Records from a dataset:
☆ ☆ ☆ ☆ ☆

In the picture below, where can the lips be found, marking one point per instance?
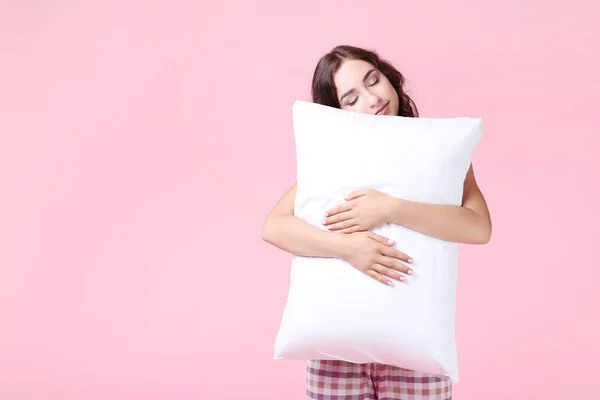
(383, 108)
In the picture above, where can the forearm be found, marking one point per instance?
(445, 222)
(296, 236)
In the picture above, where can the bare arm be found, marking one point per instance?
(284, 230)
(469, 223)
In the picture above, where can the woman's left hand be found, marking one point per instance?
(362, 211)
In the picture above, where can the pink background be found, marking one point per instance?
(143, 143)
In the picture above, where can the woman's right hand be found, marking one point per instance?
(374, 255)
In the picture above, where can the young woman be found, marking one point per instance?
(358, 80)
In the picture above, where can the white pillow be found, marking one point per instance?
(334, 311)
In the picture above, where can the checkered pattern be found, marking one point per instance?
(339, 380)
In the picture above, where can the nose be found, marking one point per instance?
(374, 99)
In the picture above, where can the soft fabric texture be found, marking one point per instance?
(335, 312)
(334, 379)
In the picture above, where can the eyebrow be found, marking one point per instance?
(364, 80)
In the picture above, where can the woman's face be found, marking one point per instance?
(362, 88)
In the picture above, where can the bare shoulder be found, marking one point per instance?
(285, 205)
(472, 196)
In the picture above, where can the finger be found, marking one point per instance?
(381, 239)
(341, 225)
(355, 195)
(342, 216)
(339, 209)
(352, 229)
(387, 272)
(397, 254)
(395, 265)
(378, 277)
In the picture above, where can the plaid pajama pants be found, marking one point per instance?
(340, 380)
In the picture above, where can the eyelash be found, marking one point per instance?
(373, 84)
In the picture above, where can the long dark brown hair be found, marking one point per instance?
(323, 87)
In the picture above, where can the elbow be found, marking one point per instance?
(484, 236)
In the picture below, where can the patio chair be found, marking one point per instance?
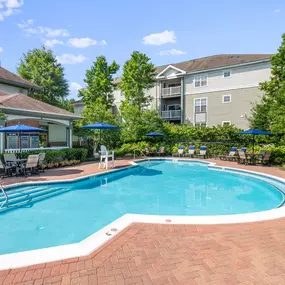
(10, 158)
(104, 157)
(203, 152)
(231, 156)
(265, 159)
(161, 151)
(7, 169)
(191, 151)
(42, 156)
(180, 151)
(31, 165)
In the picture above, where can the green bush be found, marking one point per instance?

☆ ☆ ☆ ☆ ☆

From the line with "In the picture above, where can the long" to the last line above, restate each line word for word, but skip the pictures.

In the picture above, where can the long dark brown hair be found, marking one point per instance?
(323, 87)
In the picture above, where can the elbow be found, marking one point per instance?
(484, 236)
In the picture below, where can the patio chair be found, marking one point per instance?
(10, 158)
(104, 157)
(203, 152)
(231, 156)
(265, 159)
(161, 151)
(7, 169)
(191, 151)
(42, 156)
(180, 151)
(31, 165)
In the picture above, where can the green bush be found, marking one point per instance?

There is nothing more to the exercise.